Instructions for the task: Copy out the passage below on youth team tryouts and choosing colleges, word for word and in full.

Page extract:
════════════════════

At least in part, this is why the first questions after the coach’s solid speech (especially given the steady rain under which he delivered it) were:

DAD #1 from under a Price Waterhouse Coopers umbrella: How many spots do you have on the elite team this year?

Coach: All returning players must try out again, so that number is yet to be determined.

MOM #1 standing just outside the tent with rain now tumbling off her loose-fitting jacket hood: “If my son has a bad tryout and gets placed on the lower level team, can he move up?”

Coach: Yes, we will move players. Sometimes during the season, but other times they’ll need to try out at the end of the year to be assessed for a different squad.

As your family visits colleges and works to create a list of schools to apply to this summer, fight the temptation to focus solely on rankings or preconceived echelons. Instead, ask “Does this school focus on and provide the type of environment to help our child thrive?” In other words, what is the best match based on location, size, setting, programs, and support systems?

Question whether you really see a discernible difference in student quality or alumni outcomes at a school that is 15 percentage points higher/lower in admit rate or 20 spots lower/ higher in a particular ranking.

Consider if what some online guide has categorized as “Elite, Premier, or United” is relevant or valid based on your kid’s goals and personality.

Look around you. If you’re like me you know plenty of people who went to schools that admit well over half of their applicants and don’t show up in many Top 25 or 50 lists, but are now running their own businesses, leading teams, and influencing their communities.

The picture reminded me that before we found out which team (if any) he made, we ensured he knew we loved him and were proud of him regardless.Rick Clark

Your job as a parent is to fall in love with ALL of your son or daughter’s college choices; to remind them (and yourself) that their worth and potential is not dictated by the name of the school they wear on a hoodie; and to emphatically convey that your love, pride, acceptance, and belief in them is not correlated with admission decisions.

════════════════════

Information shown:
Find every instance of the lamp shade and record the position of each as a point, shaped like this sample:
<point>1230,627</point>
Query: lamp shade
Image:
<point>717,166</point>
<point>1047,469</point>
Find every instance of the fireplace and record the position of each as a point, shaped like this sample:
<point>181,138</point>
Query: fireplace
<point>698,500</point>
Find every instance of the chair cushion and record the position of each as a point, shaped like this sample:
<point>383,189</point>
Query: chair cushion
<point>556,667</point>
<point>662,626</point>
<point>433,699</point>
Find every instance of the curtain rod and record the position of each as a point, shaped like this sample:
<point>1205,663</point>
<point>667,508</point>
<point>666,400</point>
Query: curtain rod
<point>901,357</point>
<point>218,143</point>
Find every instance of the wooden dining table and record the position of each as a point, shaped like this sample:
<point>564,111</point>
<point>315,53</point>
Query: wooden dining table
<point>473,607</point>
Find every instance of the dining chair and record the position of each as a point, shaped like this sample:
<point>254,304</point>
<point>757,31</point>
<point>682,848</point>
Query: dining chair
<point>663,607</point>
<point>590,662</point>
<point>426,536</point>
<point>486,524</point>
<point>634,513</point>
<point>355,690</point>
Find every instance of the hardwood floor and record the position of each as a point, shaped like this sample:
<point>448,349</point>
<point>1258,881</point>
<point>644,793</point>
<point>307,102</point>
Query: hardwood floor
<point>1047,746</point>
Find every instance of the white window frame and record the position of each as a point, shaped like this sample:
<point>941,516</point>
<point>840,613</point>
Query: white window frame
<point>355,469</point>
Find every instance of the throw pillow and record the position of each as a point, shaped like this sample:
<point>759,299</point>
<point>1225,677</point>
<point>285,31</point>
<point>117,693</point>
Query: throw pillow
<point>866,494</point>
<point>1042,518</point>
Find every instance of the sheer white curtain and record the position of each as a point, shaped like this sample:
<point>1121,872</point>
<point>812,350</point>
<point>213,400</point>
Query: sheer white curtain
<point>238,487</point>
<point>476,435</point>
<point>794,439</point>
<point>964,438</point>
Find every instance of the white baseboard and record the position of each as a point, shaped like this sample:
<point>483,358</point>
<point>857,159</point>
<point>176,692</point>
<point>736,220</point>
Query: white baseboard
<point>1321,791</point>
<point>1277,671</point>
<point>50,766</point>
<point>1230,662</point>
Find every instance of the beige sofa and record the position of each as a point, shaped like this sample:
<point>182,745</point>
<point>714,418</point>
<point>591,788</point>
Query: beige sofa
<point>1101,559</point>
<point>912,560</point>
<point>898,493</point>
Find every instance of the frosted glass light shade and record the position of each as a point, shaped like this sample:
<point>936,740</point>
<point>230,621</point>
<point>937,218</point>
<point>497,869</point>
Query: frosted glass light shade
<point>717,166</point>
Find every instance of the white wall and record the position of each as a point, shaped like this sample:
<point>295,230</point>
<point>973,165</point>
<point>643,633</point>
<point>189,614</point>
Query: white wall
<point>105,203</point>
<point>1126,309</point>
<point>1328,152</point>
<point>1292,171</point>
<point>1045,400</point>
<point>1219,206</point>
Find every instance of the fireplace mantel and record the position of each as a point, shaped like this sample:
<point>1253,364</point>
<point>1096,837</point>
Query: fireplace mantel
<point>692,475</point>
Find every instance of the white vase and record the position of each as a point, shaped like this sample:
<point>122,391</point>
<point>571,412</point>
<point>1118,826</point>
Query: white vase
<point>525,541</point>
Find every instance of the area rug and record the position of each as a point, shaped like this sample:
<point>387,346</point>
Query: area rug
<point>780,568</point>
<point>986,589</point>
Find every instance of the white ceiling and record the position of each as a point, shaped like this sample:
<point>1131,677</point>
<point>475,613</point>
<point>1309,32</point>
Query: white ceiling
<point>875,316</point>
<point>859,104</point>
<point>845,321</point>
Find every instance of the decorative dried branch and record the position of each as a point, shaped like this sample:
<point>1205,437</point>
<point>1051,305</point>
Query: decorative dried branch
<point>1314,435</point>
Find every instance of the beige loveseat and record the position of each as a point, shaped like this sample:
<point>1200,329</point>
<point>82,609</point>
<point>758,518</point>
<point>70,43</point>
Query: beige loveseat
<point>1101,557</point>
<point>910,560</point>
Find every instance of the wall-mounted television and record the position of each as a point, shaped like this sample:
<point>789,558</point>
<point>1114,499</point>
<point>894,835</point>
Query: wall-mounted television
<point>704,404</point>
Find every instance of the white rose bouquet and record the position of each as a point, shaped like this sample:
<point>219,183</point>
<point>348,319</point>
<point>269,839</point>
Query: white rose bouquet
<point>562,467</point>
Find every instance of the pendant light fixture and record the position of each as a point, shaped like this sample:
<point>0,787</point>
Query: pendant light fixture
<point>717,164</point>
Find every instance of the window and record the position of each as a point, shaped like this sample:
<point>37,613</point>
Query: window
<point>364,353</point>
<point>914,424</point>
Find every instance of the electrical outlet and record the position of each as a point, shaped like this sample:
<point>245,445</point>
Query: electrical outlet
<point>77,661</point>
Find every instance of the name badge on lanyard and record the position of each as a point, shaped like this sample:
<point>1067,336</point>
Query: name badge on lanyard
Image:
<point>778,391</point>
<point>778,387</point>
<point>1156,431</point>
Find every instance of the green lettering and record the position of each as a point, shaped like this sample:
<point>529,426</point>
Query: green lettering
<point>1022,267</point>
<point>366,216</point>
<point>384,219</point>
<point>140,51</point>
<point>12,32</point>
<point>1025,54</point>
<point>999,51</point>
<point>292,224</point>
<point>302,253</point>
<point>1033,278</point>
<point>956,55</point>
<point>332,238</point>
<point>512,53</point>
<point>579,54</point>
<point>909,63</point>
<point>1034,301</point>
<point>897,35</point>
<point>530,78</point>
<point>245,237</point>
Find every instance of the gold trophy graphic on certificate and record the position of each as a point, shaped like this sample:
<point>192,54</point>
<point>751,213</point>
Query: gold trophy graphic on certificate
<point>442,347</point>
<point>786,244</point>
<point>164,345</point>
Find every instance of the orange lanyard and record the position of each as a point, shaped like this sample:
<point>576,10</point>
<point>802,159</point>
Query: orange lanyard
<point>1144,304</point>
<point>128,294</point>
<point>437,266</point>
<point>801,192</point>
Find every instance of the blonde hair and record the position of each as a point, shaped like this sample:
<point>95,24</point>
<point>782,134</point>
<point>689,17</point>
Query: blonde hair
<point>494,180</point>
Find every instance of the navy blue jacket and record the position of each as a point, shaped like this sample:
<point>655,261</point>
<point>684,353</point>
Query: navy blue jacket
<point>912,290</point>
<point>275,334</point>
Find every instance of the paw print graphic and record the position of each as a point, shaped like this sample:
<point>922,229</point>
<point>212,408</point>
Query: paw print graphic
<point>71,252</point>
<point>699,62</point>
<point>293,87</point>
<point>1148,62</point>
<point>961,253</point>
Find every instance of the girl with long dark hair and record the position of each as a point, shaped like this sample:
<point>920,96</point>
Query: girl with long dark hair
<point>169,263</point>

════════════════════

Solution:
At least in part, this is why the first questions after the coach’s solid speech (especially given the steady rain under which he delivered it) were:

DAD #1 from under a Price Waterhouse Coopers umbrella: How many spots do you have on the elite team this year?

Coach: All returning players must try out again, so that number is yet to be determined.

MOM #1 standing just outside the tent with rain now tumbling off her loose-fitting jacket hood: “If my son has a bad tryout and gets placed on the lower level team, can he move up?”

Coach: Yes, we will move players. Sometimes during the season, but other times they’ll need to try out at the end of the year to be assessed for a different squad.

As your family visits colleges and works to create a list of schools to apply to this summer, fight the temptation to focus solely on rankings or preconceived echelons. Instead, ask “Does this school focus on and provide the type of environment to help our child thrive?” In other words, what is the best match based on location, size, setting, programs, and support systems?

Question whether you really see a discernible difference in student quality or alumni outcomes at a school that is 15 percentage points higher/lower in admit rate or 20 spots lower/ higher in a particular ranking.

Consider if what some online guide has categorized as “Elite, Premier, or United” is relevant or valid based on your kid’s goals and personality.

Look around you. If you’re like me you know plenty of people who went to schools that admit well over half of their applicants and don’t show up in many Top 25 or 50 lists, but are now running their own businesses, leading teams, and influencing their communities.

The picture reminded me that before we found out which team (if any) he made, we ensured he knew we loved him and were proud of him regardless.Rick Clark

Your job as a parent is to fall in love with ALL of your son or daughter’s college choices; to remind them (and yourself) that their worth and potential is not dictated by the name of the school they wear on a hoodie; and to emphatically convey that your love, pride, acceptance, and belief in them is not correlated with admission decisions.